(Определение местоположения объектов)
--- --- ---
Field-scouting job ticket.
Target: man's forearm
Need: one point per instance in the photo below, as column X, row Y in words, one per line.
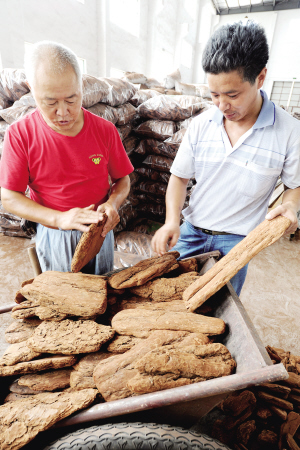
column 119, row 192
column 22, row 206
column 175, row 197
column 292, row 196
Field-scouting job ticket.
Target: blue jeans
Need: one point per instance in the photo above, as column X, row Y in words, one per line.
column 55, row 249
column 194, row 242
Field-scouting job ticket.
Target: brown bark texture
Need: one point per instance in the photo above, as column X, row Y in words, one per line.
column 52, row 362
column 63, row 294
column 144, row 271
column 165, row 289
column 265, row 234
column 89, row 245
column 22, row 420
column 70, row 337
column 140, row 322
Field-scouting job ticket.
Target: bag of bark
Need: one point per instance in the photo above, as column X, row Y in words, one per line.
column 120, row 91
column 127, row 212
column 170, row 107
column 148, row 173
column 125, row 113
column 145, row 226
column 152, row 82
column 105, row 111
column 174, row 141
column 153, row 175
column 133, row 178
column 94, row 90
column 122, row 259
column 152, row 210
column 148, row 198
column 157, row 162
column 124, row 131
column 169, row 81
column 130, row 143
column 159, row 148
column 135, row 78
column 151, row 187
column 4, row 103
column 12, row 84
column 141, row 148
column 156, row 129
column 142, row 96
column 20, row 108
column 136, row 243
column 3, row 127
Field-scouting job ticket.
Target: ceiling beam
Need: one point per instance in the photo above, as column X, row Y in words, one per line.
column 293, row 4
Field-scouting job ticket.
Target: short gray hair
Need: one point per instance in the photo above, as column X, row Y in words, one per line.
column 59, row 56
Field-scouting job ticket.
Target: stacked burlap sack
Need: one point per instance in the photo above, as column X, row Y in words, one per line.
column 150, row 122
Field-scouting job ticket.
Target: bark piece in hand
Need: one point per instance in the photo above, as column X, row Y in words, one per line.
column 89, row 245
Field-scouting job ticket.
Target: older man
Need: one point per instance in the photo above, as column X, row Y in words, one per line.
column 236, row 151
column 65, row 155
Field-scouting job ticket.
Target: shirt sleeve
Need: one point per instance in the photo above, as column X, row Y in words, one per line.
column 14, row 171
column 184, row 162
column 119, row 164
column 290, row 174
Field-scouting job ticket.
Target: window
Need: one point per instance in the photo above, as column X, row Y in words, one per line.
column 126, row 15
column 286, row 94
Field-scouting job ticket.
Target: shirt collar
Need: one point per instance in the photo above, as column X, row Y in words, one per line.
column 265, row 118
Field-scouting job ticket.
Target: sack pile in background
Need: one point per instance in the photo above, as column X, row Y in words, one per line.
column 150, row 122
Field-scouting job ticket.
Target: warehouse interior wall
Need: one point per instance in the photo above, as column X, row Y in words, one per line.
column 282, row 30
column 153, row 37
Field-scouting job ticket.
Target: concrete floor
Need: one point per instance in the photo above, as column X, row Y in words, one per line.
column 271, row 294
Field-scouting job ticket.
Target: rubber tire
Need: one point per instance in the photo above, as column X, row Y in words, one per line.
column 140, row 436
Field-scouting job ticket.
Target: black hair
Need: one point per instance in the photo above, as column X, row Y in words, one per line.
column 238, row 46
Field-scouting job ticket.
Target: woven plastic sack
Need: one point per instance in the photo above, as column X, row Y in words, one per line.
column 12, row 84
column 169, row 81
column 134, row 177
column 152, row 187
column 144, row 225
column 142, row 96
column 130, row 143
column 158, row 162
column 105, row 111
column 153, row 175
column 3, row 127
column 125, row 113
column 120, row 91
column 170, row 107
column 174, row 141
column 141, row 148
column 135, row 243
column 94, row 90
column 152, row 209
column 134, row 77
column 122, row 260
column 148, row 198
column 156, row 129
column 124, row 131
column 20, row 108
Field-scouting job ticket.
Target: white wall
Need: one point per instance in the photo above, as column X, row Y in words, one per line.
column 66, row 21
column 282, row 30
column 153, row 37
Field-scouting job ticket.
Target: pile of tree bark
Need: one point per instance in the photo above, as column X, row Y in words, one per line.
column 79, row 339
column 151, row 123
column 266, row 416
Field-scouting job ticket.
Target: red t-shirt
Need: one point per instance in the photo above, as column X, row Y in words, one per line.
column 63, row 172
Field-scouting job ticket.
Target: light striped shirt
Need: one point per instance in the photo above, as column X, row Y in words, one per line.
column 234, row 184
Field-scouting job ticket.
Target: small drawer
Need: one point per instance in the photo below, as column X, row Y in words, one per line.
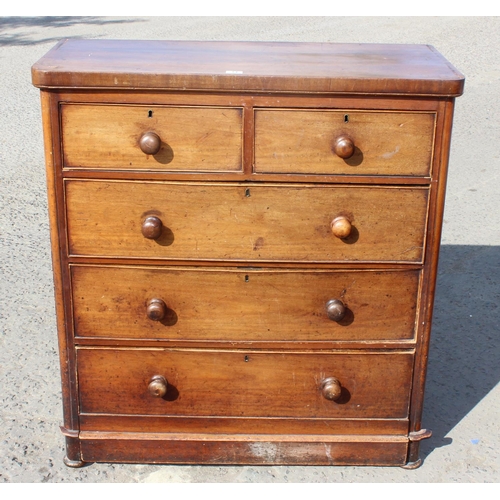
--- --- ---
◆ **Что сделать**: Преобразуйте весь материал выше в таблицу Markdown со столбцами «№» и «Строка», по одной строке текста в каждом ряду с порядковым номером, пропустив пустые строки. Изображения в ответ не включайте.

◆ **Результат задания**:
| № | Строка |
|---|---|
| 1 | Field-scouting job ticket. |
| 2 | Target: man's forearm |
| 3 | Need: one point per instance in the photo below, as column X, row Y in words, one per line. |
| 4 | column 119, row 192 |
| 5 | column 22, row 206 |
| 6 | column 175, row 197 |
| 7 | column 292, row 196 |
| 8 | Field-scouting job ticket. |
| 9 | Target: blue jeans |
| 10 | Need: one point per instance in the photo above, as column X, row Y in words, one per line. |
| 11 | column 55, row 249 |
| 12 | column 194, row 242 |
| 13 | Field-scouting job ticket. |
| 14 | Target: brown bark texture |
| 15 | Need: one point per instance in the photo above, as column X, row Y in words, one per line. |
| 16 | column 52, row 362 |
| 17 | column 63, row 294 |
| 18 | column 144, row 271 |
| 19 | column 165, row 289 |
| 20 | column 265, row 234 |
| 21 | column 89, row 245 |
| 22 | column 22, row 420 |
| 23 | column 70, row 337 |
| 24 | column 140, row 322 |
| 25 | Field-scouting job ticket. |
| 26 | Target: bag of bark |
| 27 | Need: one point per instance in the photo above, as column X, row Y in words, one per line. |
| 28 | column 120, row 91 |
| 29 | column 127, row 212 |
| 30 | column 170, row 107 |
| 31 | column 148, row 173 |
| 32 | column 125, row 113 |
| 33 | column 145, row 226 |
| 34 | column 152, row 82 |
| 35 | column 105, row 111 |
| 36 | column 174, row 141 |
| 37 | column 153, row 175 |
| 38 | column 133, row 178 |
| 39 | column 94, row 90 |
| 40 | column 122, row 259 |
| 41 | column 152, row 210 |
| 42 | column 148, row 198 |
| 43 | column 157, row 162 |
| 44 | column 124, row 131 |
| 45 | column 169, row 81 |
| 46 | column 130, row 143 |
| 47 | column 159, row 148 |
| 48 | column 135, row 78 |
| 49 | column 151, row 187 |
| 50 | column 4, row 103 |
| 51 | column 12, row 84 |
| 52 | column 141, row 148 |
| 53 | column 156, row 129 |
| 54 | column 142, row 96 |
| 55 | column 20, row 108 |
| 56 | column 136, row 243 |
| 57 | column 3, row 127 |
| 58 | Field-scouting job ticket. |
| 59 | Target: ceiling beam |
| 60 | Need: one point per instance in the photo above, as column X, row Y in words, one per line. |
| 61 | column 293, row 4 |
| 62 | Field-scouting job ticket. |
| 63 | Target: short gray hair |
| 64 | Need: one point per instance in the photo above, as column X, row Y in words, one per line. |
| 65 | column 59, row 56 |
| 66 | Field-scouting job ticket. |
| 67 | Target: stacked burlap sack |
| 68 | Need: one point per instance in the photo above, as column X, row Y in words, one per line. |
| 69 | column 150, row 122 |
| 70 | Field-scouting job ticket. |
| 71 | Target: bark piece in hand |
| 72 | Need: one point per instance in the photo above, as column X, row Y in words, one per line. |
| 73 | column 89, row 245 |
| 74 | Field-scouting job ticket. |
| 75 | Target: older man |
| 76 | Need: one point per instance in the photo above, as column X, row Y in words, one per line. |
| 77 | column 236, row 151 |
| 78 | column 65, row 155 |
| 79 | Field-scouting job ticket. |
| 80 | Target: shirt sleeve |
| 81 | Need: one point per instance in the photo above, as column X, row Y in words, one per line. |
| 82 | column 14, row 171 |
| 83 | column 184, row 162 |
| 84 | column 119, row 164 |
| 85 | column 290, row 174 |
| 86 | Field-scouting job ticket. |
| 87 | Target: window |
| 88 | Need: one point per instance in the photo above, as column X, row Y in words, one per line. |
| 89 | column 126, row 15 |
| 90 | column 286, row 94 |
| 91 | Field-scouting job ticket. |
| 92 | Target: shirt collar |
| 93 | Need: one point per instance in the photo above, as column X, row Y in words, one per line. |
| 94 | column 265, row 118 |
| 95 | Field-scouting job ticket. |
| 96 | Target: sack pile in background |
| 97 | Need: one point per instance in the photo above, as column X, row Y in words, one per line. |
| 98 | column 150, row 122 |
| 99 | Field-scouting job ticket. |
| 100 | Target: warehouse interior wall |
| 101 | Need: one point per instance in the photo above, as column X, row Y in words, one per line. |
| 102 | column 282, row 30 |
| 103 | column 153, row 37 |
| 104 | Field-scouting job ticket. |
| 105 | Target: concrete floor |
| 106 | Need: one point per instance in the photo above, as column X, row Y in words, one per line. |
| 107 | column 271, row 294 |
| 108 | Field-scouting job ticket. |
| 109 | Target: rubber tire |
| 110 | Need: one point per instance in the photo above, as column X, row Y in words, one per line. |
| 111 | column 140, row 436 |
| 112 | Field-scouting job ticket. |
| 113 | Target: black hair |
| 114 | Need: one point per instance in the photo above, as column X, row Y in words, one per line. |
| 115 | column 238, row 46 |
| 116 | Field-scouting job ticket. |
| 117 | Target: woven plastic sack |
| 118 | Need: one point per instance in the photo above, as column X, row Y in words, one per line. |
| 119 | column 12, row 84 |
| 120 | column 169, row 81 |
| 121 | column 134, row 177 |
| 122 | column 152, row 187 |
| 123 | column 144, row 225 |
| 124 | column 142, row 96 |
| 125 | column 130, row 143 |
| 126 | column 158, row 162 |
| 127 | column 105, row 111 |
| 128 | column 153, row 175 |
| 129 | column 3, row 127 |
| 130 | column 125, row 113 |
| 131 | column 120, row 91 |
| 132 | column 170, row 107 |
| 133 | column 174, row 141 |
| 134 | column 141, row 148 |
| 135 | column 135, row 243 |
| 136 | column 94, row 90 |
| 137 | column 152, row 209 |
| 138 | column 134, row 77 |
| 139 | column 122, row 260 |
| 140 | column 148, row 198 |
| 141 | column 156, row 129 |
| 142 | column 124, row 131 |
| 143 | column 20, row 108 |
| 144 | Field-scouting job ticket. |
| 145 | Target: white wall |
| 146 | Need: one point per instance in the photo above, as column X, row Y in words, one per line. |
| 147 | column 66, row 21 |
| 148 | column 282, row 30 |
| 149 | column 153, row 37 |
| 150 | Field-scouting job ticket. |
| 151 | Target: pile of tree bark |
| 152 | Need: one point per instance in the photo above, as column X, row Y in words, one per line. |
| 153 | column 79, row 339 |
| 154 | column 151, row 123 |
| 155 | column 266, row 416 |
| 156 | Field-scouting job ticket. |
| 157 | Target: red t-shirt |
| 158 | Need: one point per instance in the photo above, as column X, row Y in words, one per line. |
| 159 | column 63, row 172 |
| 160 | Field-scouting job ticket. |
| 161 | Target: light striped shirt |
| 162 | Need: one point per instance in the photo above, as column X, row Y in words, one per line. |
| 163 | column 234, row 184 |
| 164 | Field-scouting job ticket. |
| 165 | Target: small drawer |
| 166 | Need: one point per instance in the photo below, as column X, row Y in words, one per line. |